§ **REQUIRED WORK**: Copy all of the records below word for word, leaving out the picture.

----

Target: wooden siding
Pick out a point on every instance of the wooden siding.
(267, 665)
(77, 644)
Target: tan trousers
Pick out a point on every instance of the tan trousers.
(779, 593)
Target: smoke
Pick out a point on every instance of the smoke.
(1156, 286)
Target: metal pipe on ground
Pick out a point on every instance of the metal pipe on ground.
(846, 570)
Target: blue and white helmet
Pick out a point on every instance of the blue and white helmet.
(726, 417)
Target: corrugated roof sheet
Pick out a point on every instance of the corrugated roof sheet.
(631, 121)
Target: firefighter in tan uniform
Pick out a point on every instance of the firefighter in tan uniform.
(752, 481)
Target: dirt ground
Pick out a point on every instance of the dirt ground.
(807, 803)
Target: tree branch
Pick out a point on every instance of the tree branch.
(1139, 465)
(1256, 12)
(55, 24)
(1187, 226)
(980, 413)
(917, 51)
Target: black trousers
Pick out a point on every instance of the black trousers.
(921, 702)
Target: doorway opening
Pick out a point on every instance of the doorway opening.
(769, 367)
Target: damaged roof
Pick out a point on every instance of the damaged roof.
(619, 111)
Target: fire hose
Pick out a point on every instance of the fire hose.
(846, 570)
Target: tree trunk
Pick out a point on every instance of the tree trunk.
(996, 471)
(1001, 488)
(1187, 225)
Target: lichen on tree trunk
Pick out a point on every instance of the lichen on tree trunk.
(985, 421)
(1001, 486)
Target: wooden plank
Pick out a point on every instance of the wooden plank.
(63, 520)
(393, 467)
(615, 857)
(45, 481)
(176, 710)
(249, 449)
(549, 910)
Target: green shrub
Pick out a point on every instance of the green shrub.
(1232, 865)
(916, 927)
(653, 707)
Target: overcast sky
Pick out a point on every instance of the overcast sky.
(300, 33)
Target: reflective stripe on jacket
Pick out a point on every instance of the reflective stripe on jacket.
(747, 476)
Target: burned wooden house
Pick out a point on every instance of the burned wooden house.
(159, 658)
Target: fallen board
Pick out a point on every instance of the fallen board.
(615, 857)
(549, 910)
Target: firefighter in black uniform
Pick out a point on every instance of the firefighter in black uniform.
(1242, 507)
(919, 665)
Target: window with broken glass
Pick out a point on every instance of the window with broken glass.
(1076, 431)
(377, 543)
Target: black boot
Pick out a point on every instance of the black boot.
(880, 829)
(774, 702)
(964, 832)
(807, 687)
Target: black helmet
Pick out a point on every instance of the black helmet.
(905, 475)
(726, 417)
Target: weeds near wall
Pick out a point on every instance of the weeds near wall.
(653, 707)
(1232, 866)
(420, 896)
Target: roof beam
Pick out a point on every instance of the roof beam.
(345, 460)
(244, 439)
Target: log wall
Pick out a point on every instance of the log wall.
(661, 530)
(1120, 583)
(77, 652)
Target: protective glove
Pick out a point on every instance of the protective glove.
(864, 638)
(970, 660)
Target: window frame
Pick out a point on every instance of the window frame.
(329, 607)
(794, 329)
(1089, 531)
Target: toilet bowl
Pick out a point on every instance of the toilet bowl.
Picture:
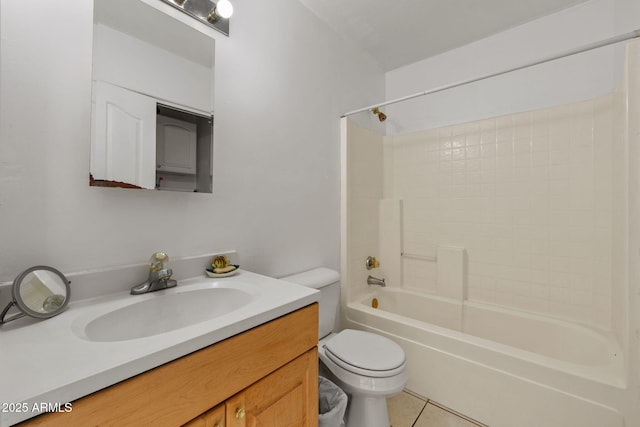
(368, 367)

----

§ **TASK SOLUTION**:
Target: wooden siding
Pick out a point on every instance of the wooden siding.
(267, 665)
(77, 644)
Target: tan trousers
Pick out a point on every instance of the tan trousers.
(779, 593)
Target: smoke
Pick out a point on every instance of the smoke.
(1156, 286)
Target: metal pipe on ground
Pick out a point on every instance of the metal pipe on ground.
(846, 570)
Target: blue and white helmet
Pick out a point on every instance of the blue and white helmet.
(726, 417)
Target: corrugated roof sheet
Pick out a point on every instance of the corrugated roof sheet.
(631, 121)
Target: firefighter in tan uniform
Pick out a point on every instance of the firefighter in tan uniform.
(752, 481)
Target: dirt ground
Pick out a point on every instance of the dirt ground.
(807, 803)
Target: tree branch
Pick out a point on every instance of the tree branch.
(1139, 465)
(1256, 12)
(55, 24)
(1187, 226)
(980, 413)
(917, 51)
Target: black trousers
Pick out a point on every instance of the black trousers.
(921, 702)
Target: doorway opening
Pick out a point on every instance of the doorway opening.
(769, 367)
Target: damaged roof
Pick out a point on every instance of the damaged roof.
(619, 111)
Target: fire hose
Pick out a point on every instance of the fire hose.
(846, 570)
Target: tree trunk
Pick out a point on every instance of the tree trunk.
(996, 471)
(1001, 488)
(1187, 225)
Target: lichen on tree trunk
Pick out a point on every instance of the lichen on tree trunk.
(985, 421)
(1001, 486)
Target: wooden plank
Pick out a point on every instance of the wooden plank.
(63, 520)
(393, 467)
(615, 857)
(45, 481)
(176, 710)
(249, 449)
(549, 910)
Target: green shrub
Pick out a point on every instance of the green shrub.
(1232, 865)
(916, 927)
(653, 707)
Target: overcast sky
Pick out a point on every instance of the overcast sky.
(300, 33)
Target: reflective stripe on jacket
Pick out a point on every instance of the reflective stripe on jacket.
(747, 476)
Target: burned wooden house
Pick out a point on every instance of the burned wooden house.
(159, 658)
Target: fallen board
Pick out a point on every instance of the fallen board.
(615, 857)
(549, 910)
Target: firefighter in black uniform
Pick out a point on every instance of the firefighter in black uniform.
(1242, 507)
(919, 665)
Target: window with broken glass
Pick out a point on every instance of the window with broken glass.
(1076, 431)
(377, 543)
Target: black boot
Pick out a point on every instance of the black boot.
(880, 829)
(774, 702)
(964, 832)
(807, 687)
Target: black helmet
Pick out a point on every instance of the black helmet.
(905, 475)
(726, 417)
Target: weeds near wall
Pick out a point on every instance of the weeds near wall.
(653, 707)
(1232, 866)
(420, 896)
Target: roof beam
Pick out a point on every instance of the roof beam.
(345, 460)
(244, 439)
Target: log wall
Pick out a point on every instance of the log wall.
(661, 530)
(1120, 583)
(77, 652)
Target: protective glove
Pick out a point on every instance of the protective glove.
(864, 638)
(970, 660)
Target: window frame
Pick out a point on every instance of the window frame.
(329, 607)
(794, 329)
(1089, 531)
Target: toilet bowl
Pick out a point on every instance of the toilet bowl.
Picture:
(368, 367)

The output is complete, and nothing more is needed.